[Coordinate annotation records]
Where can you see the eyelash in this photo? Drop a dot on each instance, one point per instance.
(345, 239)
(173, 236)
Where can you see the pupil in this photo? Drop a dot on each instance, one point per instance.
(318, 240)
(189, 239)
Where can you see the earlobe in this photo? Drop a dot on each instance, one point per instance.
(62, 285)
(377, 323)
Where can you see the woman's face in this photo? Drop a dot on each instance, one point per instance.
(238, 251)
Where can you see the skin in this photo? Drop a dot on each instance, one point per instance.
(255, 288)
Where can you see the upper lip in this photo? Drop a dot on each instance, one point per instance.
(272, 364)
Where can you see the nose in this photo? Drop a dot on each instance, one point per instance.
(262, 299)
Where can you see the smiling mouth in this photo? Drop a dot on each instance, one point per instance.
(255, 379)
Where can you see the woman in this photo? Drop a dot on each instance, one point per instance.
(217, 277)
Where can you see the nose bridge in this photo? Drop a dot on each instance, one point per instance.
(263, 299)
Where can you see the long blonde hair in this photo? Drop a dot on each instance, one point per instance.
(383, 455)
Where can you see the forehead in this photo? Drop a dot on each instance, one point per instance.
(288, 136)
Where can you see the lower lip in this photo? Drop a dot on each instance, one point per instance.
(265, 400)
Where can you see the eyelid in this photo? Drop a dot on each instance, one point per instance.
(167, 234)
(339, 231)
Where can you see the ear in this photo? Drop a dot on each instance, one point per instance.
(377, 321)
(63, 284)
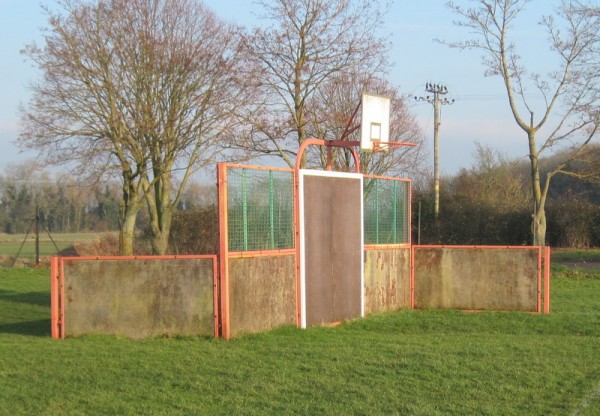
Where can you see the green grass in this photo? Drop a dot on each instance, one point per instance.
(24, 245)
(411, 362)
(576, 255)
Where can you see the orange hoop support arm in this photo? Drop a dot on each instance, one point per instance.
(329, 144)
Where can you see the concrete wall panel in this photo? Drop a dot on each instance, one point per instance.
(333, 247)
(262, 293)
(387, 280)
(139, 298)
(476, 278)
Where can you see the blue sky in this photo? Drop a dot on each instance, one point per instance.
(479, 114)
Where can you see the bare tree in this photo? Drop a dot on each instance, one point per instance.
(309, 43)
(330, 116)
(143, 88)
(570, 112)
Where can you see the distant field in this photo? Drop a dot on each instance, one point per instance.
(24, 245)
(403, 363)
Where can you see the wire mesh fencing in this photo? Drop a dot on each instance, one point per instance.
(473, 225)
(386, 211)
(260, 209)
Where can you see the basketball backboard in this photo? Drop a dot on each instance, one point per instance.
(375, 122)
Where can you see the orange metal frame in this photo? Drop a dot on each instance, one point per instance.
(222, 288)
(57, 286)
(543, 270)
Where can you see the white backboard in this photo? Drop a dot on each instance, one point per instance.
(375, 122)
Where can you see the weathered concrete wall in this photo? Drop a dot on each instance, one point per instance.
(387, 280)
(139, 298)
(476, 278)
(262, 293)
(332, 243)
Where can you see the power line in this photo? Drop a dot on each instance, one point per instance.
(437, 98)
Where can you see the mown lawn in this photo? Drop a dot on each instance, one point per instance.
(411, 362)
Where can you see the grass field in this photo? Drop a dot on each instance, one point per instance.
(23, 245)
(411, 362)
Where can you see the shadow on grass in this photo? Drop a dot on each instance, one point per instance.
(32, 298)
(39, 328)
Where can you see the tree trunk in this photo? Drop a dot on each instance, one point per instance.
(127, 234)
(160, 241)
(539, 228)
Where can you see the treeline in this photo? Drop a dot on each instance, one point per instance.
(490, 204)
(64, 205)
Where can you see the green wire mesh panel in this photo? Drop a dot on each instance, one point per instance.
(260, 209)
(386, 211)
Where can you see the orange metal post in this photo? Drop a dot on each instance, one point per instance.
(54, 297)
(297, 245)
(61, 299)
(412, 277)
(547, 280)
(223, 252)
(540, 280)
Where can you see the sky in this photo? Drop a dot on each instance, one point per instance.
(479, 114)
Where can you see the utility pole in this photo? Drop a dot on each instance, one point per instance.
(437, 100)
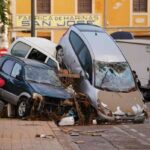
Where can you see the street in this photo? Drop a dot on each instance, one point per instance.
(112, 137)
(125, 136)
(26, 134)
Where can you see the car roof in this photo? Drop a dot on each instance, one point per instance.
(30, 62)
(88, 27)
(99, 43)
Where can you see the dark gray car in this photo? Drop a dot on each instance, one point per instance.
(27, 81)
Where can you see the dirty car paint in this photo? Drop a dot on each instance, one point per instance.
(123, 103)
(50, 91)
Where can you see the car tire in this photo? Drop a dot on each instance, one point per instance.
(59, 57)
(1, 106)
(23, 108)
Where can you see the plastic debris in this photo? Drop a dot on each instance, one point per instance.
(67, 121)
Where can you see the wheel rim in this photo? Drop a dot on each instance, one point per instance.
(22, 109)
(59, 55)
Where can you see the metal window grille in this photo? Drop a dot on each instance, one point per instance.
(84, 6)
(43, 6)
(140, 5)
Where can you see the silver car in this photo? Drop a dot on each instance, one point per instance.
(106, 77)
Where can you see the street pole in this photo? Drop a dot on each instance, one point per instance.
(105, 14)
(33, 18)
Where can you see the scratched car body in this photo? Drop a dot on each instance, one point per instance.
(28, 81)
(106, 75)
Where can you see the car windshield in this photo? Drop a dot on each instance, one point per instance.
(114, 76)
(41, 75)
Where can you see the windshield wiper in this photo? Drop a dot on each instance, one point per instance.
(104, 78)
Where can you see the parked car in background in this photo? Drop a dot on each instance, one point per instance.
(3, 51)
(35, 48)
(27, 81)
(106, 77)
(137, 53)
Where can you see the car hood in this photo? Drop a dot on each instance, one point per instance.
(50, 91)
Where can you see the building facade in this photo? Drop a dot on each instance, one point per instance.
(53, 17)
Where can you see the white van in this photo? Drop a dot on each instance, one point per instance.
(35, 48)
(106, 75)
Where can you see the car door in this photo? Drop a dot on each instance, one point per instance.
(5, 74)
(16, 81)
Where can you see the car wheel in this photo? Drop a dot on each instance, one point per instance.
(1, 106)
(59, 56)
(23, 108)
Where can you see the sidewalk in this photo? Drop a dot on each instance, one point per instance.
(25, 135)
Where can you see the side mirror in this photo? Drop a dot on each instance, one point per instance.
(87, 75)
(84, 74)
(19, 77)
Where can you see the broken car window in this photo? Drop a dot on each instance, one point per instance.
(114, 76)
(20, 49)
(41, 75)
(7, 66)
(16, 70)
(37, 55)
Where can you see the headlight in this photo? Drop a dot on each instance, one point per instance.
(37, 97)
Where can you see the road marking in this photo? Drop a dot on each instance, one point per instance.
(132, 136)
(133, 130)
(141, 134)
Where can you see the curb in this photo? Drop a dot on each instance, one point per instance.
(62, 138)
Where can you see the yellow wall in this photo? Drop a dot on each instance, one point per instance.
(64, 6)
(23, 6)
(23, 34)
(57, 34)
(118, 15)
(118, 12)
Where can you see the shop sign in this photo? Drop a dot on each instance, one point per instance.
(57, 21)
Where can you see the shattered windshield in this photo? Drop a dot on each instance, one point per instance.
(41, 75)
(114, 76)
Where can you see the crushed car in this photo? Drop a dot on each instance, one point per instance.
(30, 84)
(106, 76)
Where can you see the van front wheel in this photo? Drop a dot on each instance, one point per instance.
(23, 108)
(59, 56)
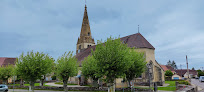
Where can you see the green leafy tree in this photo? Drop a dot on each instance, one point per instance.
(137, 67)
(49, 66)
(200, 73)
(112, 60)
(32, 66)
(173, 65)
(66, 67)
(89, 69)
(6, 72)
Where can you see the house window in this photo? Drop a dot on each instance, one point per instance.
(79, 46)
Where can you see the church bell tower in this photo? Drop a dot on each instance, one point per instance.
(85, 40)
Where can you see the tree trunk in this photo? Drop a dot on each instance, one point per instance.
(21, 82)
(111, 87)
(31, 87)
(129, 85)
(42, 81)
(65, 85)
(95, 83)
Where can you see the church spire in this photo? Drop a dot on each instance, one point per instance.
(85, 29)
(85, 40)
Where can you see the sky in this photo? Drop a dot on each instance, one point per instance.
(174, 27)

## DIRECTIVE:
Repeat the material word for word, starting at the line that contains "Where can you see the road" and ending at the last line of the material. Leave out the pictures.

## EXERCISE RESPONSE:
Where can you see the road marking in this photo? Drop a dot on each instance, one point per instance.
(132, 136)
(133, 130)
(141, 134)
Where can you see the curb in this photo? Drop a dot on each instance, one point per instance.
(62, 138)
Where can you see the yellow wall in this photo? Drop a dot on each instance, one point per instance.
(64, 6)
(23, 6)
(23, 34)
(57, 34)
(118, 15)
(118, 12)
Where can you see the shop sign in this photo? Drop a dot on each instance, one point per instance.
(57, 21)
Where can you see the shattered windshield in this photo? Drop a dot on each instance, one point per instance.
(41, 75)
(114, 76)
Where can you see the crushed car in this photo? Drop a dot on each instance, one point per instance.
(30, 84)
(106, 76)
Where can you see the van front wheel in this photo? Drop a dot on each instance, one point per instance.
(23, 108)
(59, 56)
Where can you see the green leafy tree in this photo? Drop a dot on each instance, one point per instance.
(137, 67)
(49, 66)
(200, 73)
(112, 60)
(32, 66)
(173, 65)
(66, 67)
(89, 69)
(6, 72)
Where can you see the house window in this photo? Drop a dot on each instance, one point per instance.
(79, 46)
Where can you see the church bell tower in this photo? Drop a dot on each instance, one point per instance.
(85, 40)
Where can you see the tree trunk in this photo? Drop a dot on each instance, one point per instance.
(21, 82)
(111, 87)
(31, 87)
(129, 85)
(42, 81)
(65, 85)
(95, 83)
Where can you see the church spire in this photo? Drop a dot on each instance, one point per instance.
(85, 29)
(85, 40)
Where can you see the sky in this photo? Drop a dot on each instance, one point per instance.
(174, 27)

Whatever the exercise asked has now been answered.